== Excerpted passage ==

The sun is shining, the traffic is light and I'm actually enjoying my drive on the Inland Island Highway (technically speaking, it's a freeway) headed to Qualicum Beach. The only vehicle nearby is a car that is slowly overtaking me on the left. Not a problem as I'm travelling slightly under the 120 km/h speed limit.
Why, oh why, when there are literally kilometers of unused pavement in sight, does the driver of this vehicle have to make a lane change to the right putting their vehicle within about 3 vehicle lengths of my front bumper?
Didn't anyone ever teach them that you should see at least the entire front end of the vehicle you have just passed in your center rear view mirror before you move back in front of it?
A driver who is driving a vehicle on a laned roadway must not drive it from one lane to another when a broken line only exists between the lanes, unless the driver has ascertained that movement can be made with safety and will in no way affect the travel of another vehicle,
It seems entirely logical to me that if you allow yourself at least 2 seconds of following distance behind the vehicle in front of you in order to be safe, you must also leave at least 2 seconds of following distance behind you when you change lanes.
This driver must have decided that they liked the speed that I was driving at because after they moved over, they matched my speed.

===
== Data section ==

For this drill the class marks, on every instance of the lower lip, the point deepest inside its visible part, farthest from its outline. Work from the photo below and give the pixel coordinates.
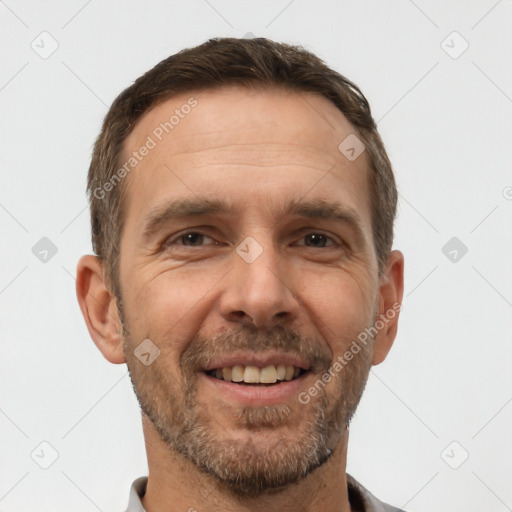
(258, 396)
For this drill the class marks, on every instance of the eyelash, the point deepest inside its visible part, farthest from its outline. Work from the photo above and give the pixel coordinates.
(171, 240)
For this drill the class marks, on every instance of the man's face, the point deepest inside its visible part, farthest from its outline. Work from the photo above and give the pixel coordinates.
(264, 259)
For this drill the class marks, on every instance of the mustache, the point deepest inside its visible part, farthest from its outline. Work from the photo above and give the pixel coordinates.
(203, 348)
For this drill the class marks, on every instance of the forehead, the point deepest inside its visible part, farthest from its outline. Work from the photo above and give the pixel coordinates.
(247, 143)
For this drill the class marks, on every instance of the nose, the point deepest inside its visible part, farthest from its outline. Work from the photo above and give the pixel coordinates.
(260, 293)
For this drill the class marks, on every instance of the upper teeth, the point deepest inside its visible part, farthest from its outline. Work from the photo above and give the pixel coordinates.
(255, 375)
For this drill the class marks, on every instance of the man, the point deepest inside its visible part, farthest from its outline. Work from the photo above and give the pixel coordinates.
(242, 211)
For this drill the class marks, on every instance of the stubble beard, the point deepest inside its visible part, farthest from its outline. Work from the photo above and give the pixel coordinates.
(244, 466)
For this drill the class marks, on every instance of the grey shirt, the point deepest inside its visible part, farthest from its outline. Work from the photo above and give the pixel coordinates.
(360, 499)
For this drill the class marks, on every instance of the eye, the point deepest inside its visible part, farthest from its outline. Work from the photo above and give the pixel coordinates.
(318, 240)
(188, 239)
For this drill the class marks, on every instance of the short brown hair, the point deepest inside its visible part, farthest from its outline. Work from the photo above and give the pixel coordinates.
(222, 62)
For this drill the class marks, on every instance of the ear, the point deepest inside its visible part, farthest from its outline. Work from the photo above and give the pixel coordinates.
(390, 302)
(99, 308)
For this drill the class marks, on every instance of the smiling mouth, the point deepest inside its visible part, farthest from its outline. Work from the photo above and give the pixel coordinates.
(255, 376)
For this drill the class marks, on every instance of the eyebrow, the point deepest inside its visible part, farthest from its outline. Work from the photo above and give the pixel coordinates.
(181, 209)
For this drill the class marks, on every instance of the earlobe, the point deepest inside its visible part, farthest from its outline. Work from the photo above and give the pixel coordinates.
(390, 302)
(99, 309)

===
== Data section ==

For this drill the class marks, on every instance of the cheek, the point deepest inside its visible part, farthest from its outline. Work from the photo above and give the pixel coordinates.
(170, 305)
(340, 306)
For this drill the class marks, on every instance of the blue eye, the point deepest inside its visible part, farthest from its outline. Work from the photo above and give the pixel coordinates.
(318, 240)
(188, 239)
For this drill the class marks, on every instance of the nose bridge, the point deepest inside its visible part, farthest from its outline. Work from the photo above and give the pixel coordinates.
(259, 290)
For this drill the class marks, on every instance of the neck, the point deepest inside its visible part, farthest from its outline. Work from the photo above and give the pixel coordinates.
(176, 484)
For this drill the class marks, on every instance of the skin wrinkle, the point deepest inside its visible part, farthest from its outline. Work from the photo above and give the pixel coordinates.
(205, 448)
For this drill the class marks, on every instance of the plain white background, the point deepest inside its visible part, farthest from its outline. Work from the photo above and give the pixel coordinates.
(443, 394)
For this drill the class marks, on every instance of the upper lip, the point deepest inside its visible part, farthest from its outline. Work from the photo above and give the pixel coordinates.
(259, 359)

===

=== Exercise task A ===
From the lane-change passage, reproduce word for word the section between "Didn't anyone ever" and "matched my speed.", inclusive.
=== Exercise task B ===
Pick up the highway lane-change text after its final sentence and write what comes next.

=== Right answer A ===
Didn't anyone ever teach them that you should see at least the entire front end of the vehicle you have just passed in your center rear view mirror before you move back in front of it?
A driver who is driving a vehicle on a laned roadway must not drive it from one lane to another when a broken line only exists between the lanes, unless the driver has ascertained that movement can be made with safety and will in no way affect the travel of another vehicle,
It seems entirely logical to me that if you allow yourself at least 2 seconds of following distance behind the vehicle in front of you in order to be safe, you must also leave at least 2 seconds of following distance behind you when you change lanes.
This driver must have decided that they liked the speed that I was driving at because after they moved over, they matched my speed.

=== Right answer B ===
Great, now I have to drop back to maintain safe following distance. At times like this I wonder why they didn't choose to make that lane change behind me?
I was lucky to receive 3 blinks of the right signal to tell me what the driver had done. One as they started to move, one as they crossed over the line and one when they were in front of me.
A driver who is driving a vehicle on a laned roadway must not drive it from one lane to another without first signalling his or her intention to do so by hand and arm or approved mechanical device in the manner prescribed by sections 171 and 172.
Signals are meant to be an advance warning. You use them to tell other drivers what you intend to do well before you do it. That means your action will not occur as a surprise and other drivers will have time to consider and perhaps even help you complete your move safely.
Oddly, there is no qualifier in the Motor Vehicle Act for a lane change signal the way that there is for a signal being made prior to turning:
If a signal of intention to turn right or left is required, a driver must give it continuously for sufficient distance before making the turn to warn traffic.
I can understand that making a lane change is more difficult when traffic is heavy. This is where anticipation and signal lights are the answer, especially if you are already familiar with the area that you are driving in.
Know where you have to start moving over and use your signals to ask other drivers politely for room to move over. It may mean having to spend a few more seconds in the "slow lane," but it is far safer and less frustrating for everyone if you don't just jam your vehicle in at the last possible second.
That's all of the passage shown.